**Problem statement:** The required output consists solely of the lines from the line containing "find the nightstand in the photo above" through the end of the records, copied exactly.

**Stored records:**

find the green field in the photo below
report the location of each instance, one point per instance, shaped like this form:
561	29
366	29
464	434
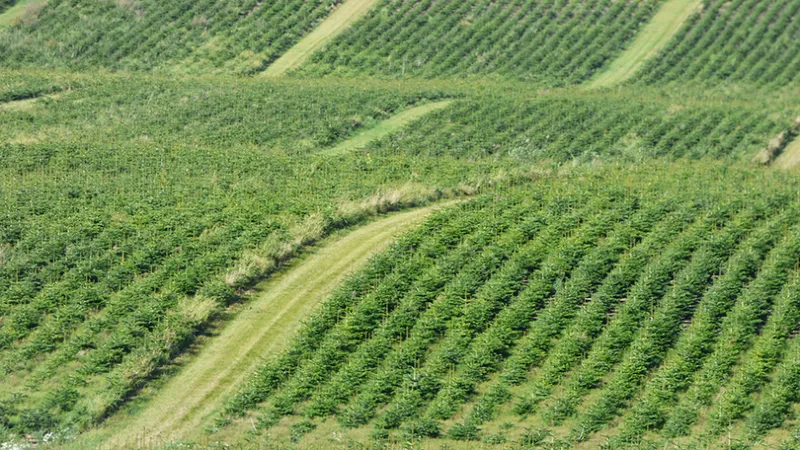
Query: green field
399	224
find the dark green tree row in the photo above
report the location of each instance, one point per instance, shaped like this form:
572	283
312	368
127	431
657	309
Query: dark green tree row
547	42
629	303
230	36
740	41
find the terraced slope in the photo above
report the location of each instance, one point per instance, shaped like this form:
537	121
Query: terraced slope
601	307
229	36
739	41
566	127
281	306
550	42
150	219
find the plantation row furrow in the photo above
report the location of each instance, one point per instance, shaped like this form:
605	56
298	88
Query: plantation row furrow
367	357
644	297
775	405
591	318
757	364
583	129
454	345
742	41
358	327
694	285
491	348
338	308
674	376
738	332
403	360
550	42
240	37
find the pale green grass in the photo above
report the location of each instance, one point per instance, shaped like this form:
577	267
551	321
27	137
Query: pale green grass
11	14
790	158
191	399
387	127
650	40
337	22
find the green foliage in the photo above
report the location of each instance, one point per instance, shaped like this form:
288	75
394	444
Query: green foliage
240	37
547	42
595	291
740	41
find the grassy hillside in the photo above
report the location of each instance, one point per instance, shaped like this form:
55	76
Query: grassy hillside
741	41
127	221
586	304
230	36
625	273
549	42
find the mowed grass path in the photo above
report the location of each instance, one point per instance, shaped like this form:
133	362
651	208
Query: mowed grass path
790	158
7	18
190	400
387	127
650	40
338	21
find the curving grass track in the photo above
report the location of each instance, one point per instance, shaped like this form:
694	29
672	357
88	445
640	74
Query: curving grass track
184	405
8	16
387	127
653	37
331	27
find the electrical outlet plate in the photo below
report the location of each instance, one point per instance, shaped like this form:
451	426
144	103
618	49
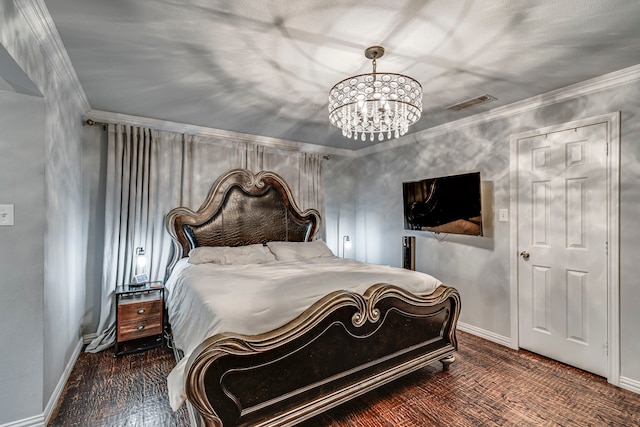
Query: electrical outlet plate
6	215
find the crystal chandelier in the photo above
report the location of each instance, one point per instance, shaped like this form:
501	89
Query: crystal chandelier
375	103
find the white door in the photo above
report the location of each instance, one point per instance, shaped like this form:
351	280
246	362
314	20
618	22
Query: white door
562	241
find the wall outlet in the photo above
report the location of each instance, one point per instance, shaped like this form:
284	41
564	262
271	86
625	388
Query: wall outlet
6	215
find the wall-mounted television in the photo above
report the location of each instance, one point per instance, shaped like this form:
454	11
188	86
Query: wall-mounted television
447	204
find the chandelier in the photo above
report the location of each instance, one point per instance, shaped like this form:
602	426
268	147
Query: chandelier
375	103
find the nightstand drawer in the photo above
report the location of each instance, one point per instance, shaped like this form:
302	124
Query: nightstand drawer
139	328
133	310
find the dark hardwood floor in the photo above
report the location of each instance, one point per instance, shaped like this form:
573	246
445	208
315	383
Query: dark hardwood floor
488	385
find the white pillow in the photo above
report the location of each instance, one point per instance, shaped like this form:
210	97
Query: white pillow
226	255
288	251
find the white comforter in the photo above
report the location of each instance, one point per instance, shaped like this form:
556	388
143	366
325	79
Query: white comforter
207	299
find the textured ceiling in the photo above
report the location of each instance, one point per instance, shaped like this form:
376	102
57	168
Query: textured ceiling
265	67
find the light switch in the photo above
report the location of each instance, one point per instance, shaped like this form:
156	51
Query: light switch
6	215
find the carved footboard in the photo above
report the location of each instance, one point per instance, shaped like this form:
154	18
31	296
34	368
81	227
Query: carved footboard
339	348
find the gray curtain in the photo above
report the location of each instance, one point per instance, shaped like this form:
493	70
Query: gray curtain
150	172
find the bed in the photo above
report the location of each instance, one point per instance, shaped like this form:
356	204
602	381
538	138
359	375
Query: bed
344	328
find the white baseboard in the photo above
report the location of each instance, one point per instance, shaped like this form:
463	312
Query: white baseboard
629	384
86	339
35	421
489	336
55	396
43	419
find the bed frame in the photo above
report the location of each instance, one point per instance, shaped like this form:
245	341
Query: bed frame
342	346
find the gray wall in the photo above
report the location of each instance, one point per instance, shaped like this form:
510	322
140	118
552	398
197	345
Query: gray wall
479	266
48	274
22	261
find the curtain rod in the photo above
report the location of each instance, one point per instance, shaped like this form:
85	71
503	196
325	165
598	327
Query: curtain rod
91	122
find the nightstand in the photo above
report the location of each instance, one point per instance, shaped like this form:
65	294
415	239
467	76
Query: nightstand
139	317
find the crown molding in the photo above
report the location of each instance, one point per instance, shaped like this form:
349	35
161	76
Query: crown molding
606	81
107	117
37	16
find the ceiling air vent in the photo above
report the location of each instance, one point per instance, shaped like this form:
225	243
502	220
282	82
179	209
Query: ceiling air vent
471	102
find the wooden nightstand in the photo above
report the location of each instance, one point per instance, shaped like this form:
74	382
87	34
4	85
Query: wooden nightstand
139	317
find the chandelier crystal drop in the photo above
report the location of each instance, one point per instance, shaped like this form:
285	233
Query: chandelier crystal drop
376	105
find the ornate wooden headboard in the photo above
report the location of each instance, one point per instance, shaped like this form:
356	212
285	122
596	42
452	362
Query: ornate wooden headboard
241	209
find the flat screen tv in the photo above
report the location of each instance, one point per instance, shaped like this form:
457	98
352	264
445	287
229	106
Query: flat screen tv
448	204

**Complete answer:**
find the nightstand in the photo above
report the location of each instance, one point per instance, shaped like this form:
65	294
415	239
467	76
Query: nightstand
139	317
find the crown molding in the photo above
report the location of each instance, one point per instance, shaped like this form:
349	35
161	76
Query: crown molding
606	81
107	117
37	16
find the ceiling air vent in the photo above
report the location of each instance, one point per instance, shaped like this form:
225	243
502	220
282	82
179	209
Query: ceiling air vent
471	102
find the wooden nightstand in the photo above
report the location of each instance, one point per instance, shaped like this form:
74	382
87	34
4	85
Query: wooden nightstand
139	317
find the chandelier crystal drop in the photo above
report the location of each instance, one point per instance, shaped like this form:
285	233
Query: chandelier crystal drop
376	105
find the ornate wooden headboard in the photo above
report the location of each instance, one point per instance, shaped like this form:
356	212
285	122
596	42
452	362
Query: ornate wooden headboard
241	209
find the flat screen tv in the photo above
report the location of each instance, one point per instance, shaped like this form:
457	98
352	264
445	287
229	106
Query: flat screen tv
448	204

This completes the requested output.